Data for the task —
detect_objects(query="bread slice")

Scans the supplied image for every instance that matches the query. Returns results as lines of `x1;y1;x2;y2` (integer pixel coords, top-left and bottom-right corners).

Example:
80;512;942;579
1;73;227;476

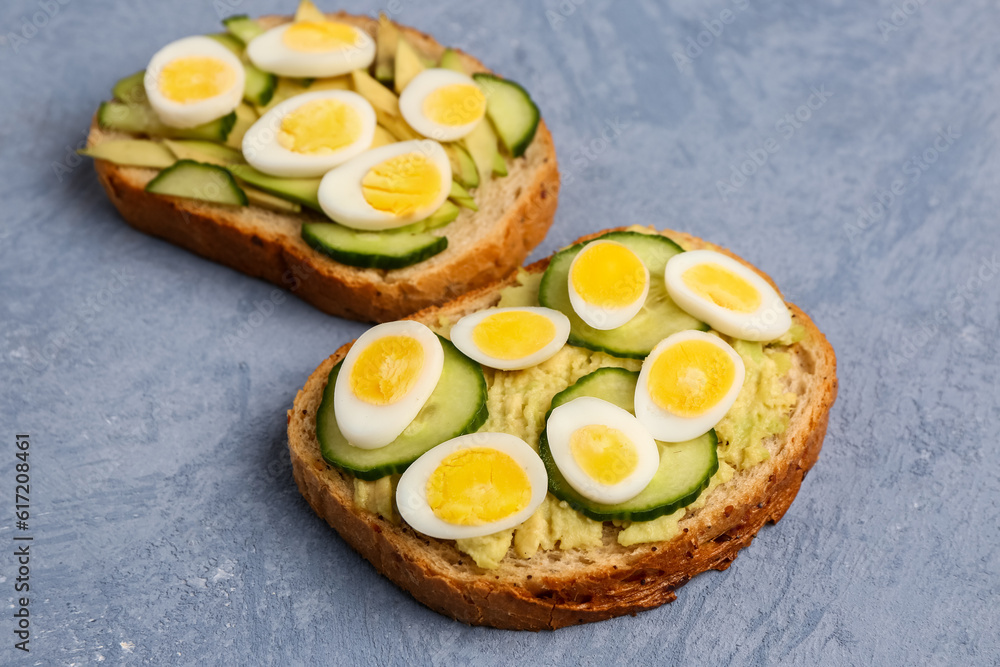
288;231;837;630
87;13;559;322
* * *
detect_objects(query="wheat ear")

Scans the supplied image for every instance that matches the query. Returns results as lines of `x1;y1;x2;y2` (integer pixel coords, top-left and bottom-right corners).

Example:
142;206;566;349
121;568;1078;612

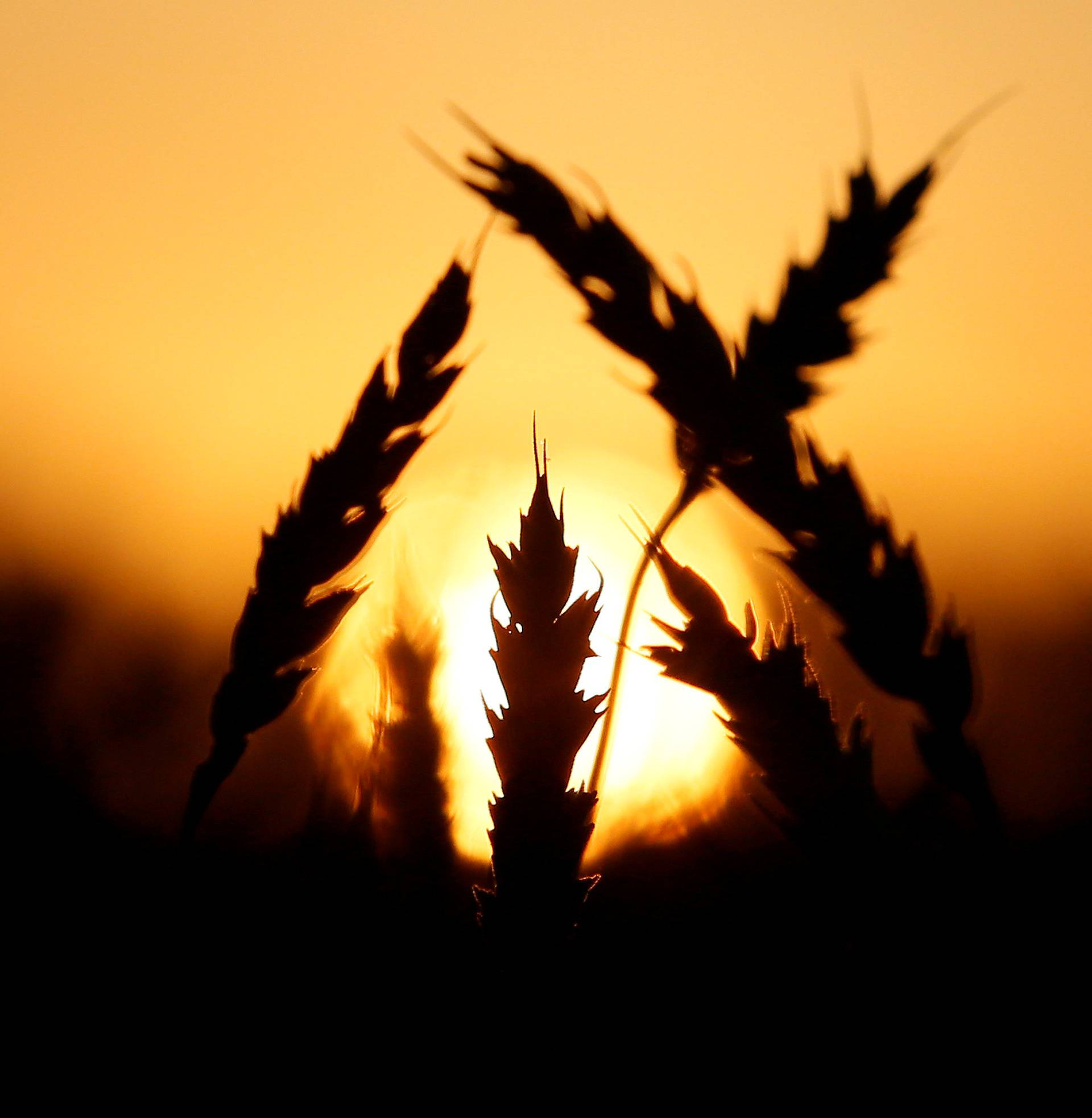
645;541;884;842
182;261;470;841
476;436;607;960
* * *
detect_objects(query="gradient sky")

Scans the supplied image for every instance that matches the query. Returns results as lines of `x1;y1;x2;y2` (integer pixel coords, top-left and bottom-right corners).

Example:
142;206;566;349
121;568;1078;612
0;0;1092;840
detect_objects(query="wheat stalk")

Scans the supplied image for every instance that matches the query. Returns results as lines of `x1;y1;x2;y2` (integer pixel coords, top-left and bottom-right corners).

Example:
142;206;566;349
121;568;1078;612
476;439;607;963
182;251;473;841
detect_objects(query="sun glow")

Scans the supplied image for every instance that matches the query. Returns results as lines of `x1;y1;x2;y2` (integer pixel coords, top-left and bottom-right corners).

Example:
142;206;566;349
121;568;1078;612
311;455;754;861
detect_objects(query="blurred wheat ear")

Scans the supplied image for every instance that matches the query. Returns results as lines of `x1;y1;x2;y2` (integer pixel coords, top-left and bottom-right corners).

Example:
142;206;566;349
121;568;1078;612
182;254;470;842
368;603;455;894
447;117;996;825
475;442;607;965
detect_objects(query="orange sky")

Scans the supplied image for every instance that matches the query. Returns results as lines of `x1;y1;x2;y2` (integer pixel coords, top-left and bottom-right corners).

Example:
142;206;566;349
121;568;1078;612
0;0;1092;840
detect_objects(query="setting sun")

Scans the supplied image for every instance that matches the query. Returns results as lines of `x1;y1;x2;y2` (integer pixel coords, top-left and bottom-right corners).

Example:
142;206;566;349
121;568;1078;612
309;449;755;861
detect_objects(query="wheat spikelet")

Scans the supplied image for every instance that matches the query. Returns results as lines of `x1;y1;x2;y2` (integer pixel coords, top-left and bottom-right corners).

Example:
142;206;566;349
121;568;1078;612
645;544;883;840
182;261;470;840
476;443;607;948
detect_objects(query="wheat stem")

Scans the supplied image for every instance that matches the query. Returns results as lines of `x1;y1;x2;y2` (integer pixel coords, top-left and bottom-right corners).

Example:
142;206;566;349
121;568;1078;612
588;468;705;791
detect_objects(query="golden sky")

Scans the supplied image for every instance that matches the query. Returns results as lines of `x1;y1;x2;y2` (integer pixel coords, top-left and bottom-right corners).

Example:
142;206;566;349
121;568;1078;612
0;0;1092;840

Written problem — Find each line in the records above that contains the word "wheat", and copy those lines.

Solution to the problem —
detect_objects(query="wheat ear")
detect_objects(query="wheat stalk")
detect_objects(query="blurred wheat ear")
detect_objects(query="wheat spikelet")
detect_objects(query="wheat stem")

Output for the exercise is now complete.